─── Material for the task ───

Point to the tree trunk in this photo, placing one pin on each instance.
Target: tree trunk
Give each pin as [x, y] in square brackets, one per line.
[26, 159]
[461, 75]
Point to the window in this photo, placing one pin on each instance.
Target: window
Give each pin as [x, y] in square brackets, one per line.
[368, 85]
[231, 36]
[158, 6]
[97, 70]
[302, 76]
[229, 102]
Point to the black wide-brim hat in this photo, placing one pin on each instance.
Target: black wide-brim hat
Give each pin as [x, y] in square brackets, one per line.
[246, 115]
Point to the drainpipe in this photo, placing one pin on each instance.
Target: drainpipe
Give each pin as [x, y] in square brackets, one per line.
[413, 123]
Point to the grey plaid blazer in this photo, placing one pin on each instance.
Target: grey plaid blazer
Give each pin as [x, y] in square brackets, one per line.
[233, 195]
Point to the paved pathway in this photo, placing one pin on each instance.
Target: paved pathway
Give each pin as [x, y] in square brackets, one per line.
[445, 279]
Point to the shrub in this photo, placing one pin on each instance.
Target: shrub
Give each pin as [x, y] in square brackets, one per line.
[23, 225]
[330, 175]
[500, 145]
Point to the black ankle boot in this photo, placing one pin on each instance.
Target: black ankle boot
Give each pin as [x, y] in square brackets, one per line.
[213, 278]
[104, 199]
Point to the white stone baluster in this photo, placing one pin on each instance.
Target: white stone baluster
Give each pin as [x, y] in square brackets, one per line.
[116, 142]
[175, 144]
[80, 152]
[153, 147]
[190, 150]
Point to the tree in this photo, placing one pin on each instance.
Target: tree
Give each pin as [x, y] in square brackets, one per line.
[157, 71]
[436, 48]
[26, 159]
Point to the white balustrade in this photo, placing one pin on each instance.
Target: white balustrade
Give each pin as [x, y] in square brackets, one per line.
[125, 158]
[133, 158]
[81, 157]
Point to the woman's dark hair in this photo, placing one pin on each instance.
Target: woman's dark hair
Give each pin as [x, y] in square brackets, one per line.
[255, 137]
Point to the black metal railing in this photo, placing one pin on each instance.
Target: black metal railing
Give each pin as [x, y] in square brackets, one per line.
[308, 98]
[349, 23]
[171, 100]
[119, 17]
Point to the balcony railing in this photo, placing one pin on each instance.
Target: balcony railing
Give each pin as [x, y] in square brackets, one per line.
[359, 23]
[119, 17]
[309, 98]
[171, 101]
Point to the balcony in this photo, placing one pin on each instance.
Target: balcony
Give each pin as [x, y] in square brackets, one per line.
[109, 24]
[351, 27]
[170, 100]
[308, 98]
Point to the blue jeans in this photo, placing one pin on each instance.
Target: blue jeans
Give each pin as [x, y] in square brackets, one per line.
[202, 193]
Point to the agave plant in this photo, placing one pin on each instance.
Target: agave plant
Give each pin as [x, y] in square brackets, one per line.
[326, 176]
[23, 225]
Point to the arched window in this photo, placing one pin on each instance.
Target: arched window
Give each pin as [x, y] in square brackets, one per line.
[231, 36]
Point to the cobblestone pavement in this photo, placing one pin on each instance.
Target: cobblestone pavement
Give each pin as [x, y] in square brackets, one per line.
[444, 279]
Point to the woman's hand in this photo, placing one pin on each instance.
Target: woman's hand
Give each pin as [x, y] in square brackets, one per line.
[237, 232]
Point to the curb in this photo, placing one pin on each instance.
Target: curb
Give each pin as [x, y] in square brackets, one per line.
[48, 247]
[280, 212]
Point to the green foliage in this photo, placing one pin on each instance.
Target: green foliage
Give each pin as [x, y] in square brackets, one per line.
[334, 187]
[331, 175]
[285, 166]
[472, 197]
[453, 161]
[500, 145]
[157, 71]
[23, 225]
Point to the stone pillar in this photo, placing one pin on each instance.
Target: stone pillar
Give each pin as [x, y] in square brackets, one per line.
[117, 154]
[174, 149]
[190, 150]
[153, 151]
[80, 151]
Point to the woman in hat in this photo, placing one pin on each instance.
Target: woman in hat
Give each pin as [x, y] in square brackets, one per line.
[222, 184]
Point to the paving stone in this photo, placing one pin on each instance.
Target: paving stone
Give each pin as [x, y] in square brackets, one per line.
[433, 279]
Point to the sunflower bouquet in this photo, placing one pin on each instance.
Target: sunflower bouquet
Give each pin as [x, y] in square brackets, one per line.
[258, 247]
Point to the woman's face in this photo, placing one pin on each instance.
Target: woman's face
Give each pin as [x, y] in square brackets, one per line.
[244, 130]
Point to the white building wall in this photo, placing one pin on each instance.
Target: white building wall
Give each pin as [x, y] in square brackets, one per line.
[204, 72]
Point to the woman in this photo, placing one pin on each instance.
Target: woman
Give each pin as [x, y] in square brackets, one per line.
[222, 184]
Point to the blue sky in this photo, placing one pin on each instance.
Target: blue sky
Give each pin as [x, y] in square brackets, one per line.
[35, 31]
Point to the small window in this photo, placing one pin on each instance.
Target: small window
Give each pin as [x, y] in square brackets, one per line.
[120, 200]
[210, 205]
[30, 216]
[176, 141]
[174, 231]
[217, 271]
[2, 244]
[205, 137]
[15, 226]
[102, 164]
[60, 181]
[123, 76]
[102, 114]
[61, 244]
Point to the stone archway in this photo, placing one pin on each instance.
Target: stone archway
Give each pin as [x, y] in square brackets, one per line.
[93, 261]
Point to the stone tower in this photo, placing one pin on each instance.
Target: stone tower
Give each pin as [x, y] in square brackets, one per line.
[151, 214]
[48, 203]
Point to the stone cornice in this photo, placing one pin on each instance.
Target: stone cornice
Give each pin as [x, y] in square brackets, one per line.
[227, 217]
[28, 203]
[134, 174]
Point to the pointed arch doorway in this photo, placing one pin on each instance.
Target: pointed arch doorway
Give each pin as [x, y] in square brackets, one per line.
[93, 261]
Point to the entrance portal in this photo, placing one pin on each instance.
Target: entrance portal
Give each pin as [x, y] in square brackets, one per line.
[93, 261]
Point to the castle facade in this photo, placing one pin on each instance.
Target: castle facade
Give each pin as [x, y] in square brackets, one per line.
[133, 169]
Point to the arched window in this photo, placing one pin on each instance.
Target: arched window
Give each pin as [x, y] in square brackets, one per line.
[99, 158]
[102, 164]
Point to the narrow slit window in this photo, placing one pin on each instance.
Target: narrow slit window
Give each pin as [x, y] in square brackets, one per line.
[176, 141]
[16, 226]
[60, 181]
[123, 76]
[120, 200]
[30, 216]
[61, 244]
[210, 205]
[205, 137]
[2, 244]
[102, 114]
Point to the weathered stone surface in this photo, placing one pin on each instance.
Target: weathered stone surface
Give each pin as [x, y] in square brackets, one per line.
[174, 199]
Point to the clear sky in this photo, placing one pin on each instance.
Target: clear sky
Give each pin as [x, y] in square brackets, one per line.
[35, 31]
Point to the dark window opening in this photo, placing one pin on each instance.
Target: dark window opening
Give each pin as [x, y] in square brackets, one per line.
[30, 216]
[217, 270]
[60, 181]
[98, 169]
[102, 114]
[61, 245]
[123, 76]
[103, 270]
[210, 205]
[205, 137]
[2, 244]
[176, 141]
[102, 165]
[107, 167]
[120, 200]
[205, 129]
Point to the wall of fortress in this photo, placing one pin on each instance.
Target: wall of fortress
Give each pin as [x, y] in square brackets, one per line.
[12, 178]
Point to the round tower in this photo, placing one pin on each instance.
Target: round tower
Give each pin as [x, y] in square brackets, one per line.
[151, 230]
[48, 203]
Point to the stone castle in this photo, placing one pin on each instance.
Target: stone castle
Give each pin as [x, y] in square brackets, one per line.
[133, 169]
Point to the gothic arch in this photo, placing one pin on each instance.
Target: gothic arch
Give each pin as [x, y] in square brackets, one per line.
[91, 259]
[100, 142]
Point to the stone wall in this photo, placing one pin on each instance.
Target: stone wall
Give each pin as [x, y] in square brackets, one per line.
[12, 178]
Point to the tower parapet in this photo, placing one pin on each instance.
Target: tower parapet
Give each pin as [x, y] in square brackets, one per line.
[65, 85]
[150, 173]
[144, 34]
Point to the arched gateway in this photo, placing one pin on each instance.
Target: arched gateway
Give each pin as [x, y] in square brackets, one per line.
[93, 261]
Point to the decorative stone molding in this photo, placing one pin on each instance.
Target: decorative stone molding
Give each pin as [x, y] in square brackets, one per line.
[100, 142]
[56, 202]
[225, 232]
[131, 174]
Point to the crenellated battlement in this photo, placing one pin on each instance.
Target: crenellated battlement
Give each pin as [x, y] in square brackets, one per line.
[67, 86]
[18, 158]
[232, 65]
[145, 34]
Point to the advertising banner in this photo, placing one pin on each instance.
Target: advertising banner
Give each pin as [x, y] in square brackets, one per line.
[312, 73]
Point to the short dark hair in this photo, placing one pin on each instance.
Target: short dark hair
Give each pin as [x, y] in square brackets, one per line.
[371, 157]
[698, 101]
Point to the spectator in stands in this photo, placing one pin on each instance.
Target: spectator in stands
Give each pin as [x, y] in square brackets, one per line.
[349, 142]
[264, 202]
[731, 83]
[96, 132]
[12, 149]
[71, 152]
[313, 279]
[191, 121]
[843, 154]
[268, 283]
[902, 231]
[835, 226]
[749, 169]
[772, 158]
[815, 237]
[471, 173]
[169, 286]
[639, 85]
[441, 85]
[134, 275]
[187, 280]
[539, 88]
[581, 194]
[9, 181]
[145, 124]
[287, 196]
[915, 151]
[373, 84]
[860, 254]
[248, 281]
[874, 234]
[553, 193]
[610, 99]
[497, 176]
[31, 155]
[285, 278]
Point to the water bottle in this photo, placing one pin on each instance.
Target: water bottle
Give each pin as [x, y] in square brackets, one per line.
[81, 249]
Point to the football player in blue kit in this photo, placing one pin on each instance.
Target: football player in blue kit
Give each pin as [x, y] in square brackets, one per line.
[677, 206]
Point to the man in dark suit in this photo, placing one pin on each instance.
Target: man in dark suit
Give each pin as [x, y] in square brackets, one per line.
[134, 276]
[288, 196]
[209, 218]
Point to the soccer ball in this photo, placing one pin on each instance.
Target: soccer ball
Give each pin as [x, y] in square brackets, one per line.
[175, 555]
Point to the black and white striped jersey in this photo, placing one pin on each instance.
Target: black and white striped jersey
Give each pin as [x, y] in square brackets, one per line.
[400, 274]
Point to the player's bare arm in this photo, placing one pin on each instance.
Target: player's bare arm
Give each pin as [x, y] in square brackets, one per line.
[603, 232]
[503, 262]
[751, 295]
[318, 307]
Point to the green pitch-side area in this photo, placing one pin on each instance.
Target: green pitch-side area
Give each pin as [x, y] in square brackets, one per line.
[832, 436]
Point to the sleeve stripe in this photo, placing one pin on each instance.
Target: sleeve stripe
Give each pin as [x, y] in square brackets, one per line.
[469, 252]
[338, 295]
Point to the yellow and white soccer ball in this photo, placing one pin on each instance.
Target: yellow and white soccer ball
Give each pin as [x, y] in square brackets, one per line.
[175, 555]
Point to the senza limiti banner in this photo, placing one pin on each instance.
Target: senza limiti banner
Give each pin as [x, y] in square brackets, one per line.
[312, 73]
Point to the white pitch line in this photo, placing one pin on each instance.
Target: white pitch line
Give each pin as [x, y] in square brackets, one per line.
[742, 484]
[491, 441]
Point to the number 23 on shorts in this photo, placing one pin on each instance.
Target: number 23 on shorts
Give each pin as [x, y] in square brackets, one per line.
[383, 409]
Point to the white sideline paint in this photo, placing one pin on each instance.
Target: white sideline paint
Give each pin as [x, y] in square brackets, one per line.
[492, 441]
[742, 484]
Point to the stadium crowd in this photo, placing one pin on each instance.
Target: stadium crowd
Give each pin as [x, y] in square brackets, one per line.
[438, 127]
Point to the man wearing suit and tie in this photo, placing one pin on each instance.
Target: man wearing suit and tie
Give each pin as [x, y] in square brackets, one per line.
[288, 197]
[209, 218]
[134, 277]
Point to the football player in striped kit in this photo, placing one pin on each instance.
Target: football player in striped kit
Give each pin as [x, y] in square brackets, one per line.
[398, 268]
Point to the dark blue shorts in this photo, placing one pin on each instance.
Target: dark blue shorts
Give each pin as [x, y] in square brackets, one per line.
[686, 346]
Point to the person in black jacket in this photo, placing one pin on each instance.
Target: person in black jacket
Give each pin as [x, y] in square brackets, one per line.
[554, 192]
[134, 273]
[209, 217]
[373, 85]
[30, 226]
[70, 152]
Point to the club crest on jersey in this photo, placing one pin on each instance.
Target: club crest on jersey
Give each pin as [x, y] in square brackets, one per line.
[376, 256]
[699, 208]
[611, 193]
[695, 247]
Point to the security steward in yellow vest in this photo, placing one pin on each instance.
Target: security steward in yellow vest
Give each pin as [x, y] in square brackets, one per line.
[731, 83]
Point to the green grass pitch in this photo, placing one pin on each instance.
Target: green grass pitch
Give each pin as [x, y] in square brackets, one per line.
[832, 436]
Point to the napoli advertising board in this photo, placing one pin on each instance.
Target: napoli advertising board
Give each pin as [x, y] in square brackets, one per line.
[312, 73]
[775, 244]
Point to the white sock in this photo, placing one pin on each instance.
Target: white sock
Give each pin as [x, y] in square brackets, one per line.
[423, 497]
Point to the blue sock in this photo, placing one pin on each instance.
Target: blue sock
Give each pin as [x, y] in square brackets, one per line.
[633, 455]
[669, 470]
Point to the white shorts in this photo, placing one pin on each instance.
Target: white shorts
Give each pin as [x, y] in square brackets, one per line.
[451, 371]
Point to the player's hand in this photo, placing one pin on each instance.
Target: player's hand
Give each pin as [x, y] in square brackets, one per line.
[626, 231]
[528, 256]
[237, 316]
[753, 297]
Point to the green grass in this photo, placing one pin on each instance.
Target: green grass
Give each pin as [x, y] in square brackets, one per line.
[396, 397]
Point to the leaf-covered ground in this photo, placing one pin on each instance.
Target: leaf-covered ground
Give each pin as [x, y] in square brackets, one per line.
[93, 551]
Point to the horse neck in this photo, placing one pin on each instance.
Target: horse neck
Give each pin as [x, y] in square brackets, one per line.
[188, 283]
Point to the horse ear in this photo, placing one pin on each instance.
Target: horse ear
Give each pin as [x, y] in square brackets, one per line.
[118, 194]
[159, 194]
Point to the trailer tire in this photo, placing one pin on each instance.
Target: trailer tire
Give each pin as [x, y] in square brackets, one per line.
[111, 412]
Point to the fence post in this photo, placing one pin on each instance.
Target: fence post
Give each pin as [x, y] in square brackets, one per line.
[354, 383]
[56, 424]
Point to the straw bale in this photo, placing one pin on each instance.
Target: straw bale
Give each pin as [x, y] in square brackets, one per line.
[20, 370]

───

**Problem description**
Each line from the one containing "Point to the horse neck" to the final line of the entries above must be returned exactly, and no other line may appear.

**The result**
Point to the horse neck in this photo, placing one pin on each instance.
Target: horse neck
Give each pin as [x, y] in square brackets, one per line.
[188, 283]
Point to the horse ear in this photo, placing one pin on each instance.
Target: horse ear
Give each pin as [x, y] in square brackets, one per line.
[118, 194]
[159, 194]
Point to the trailer tire in this photo, placing one pin on each instance.
Target: trailer tire
Give each pin as [x, y] in square brackets, one per line.
[111, 412]
Point to the fence post in this photo, placing one pin on each instance.
Target: fence post
Give each pin as [x, y] in square brackets, one per line.
[354, 383]
[56, 424]
Point to the straw bale in this photo, placing one pin on each instance.
Target: straw bale
Give each pin as [x, y] in square brackets, one per line.
[20, 370]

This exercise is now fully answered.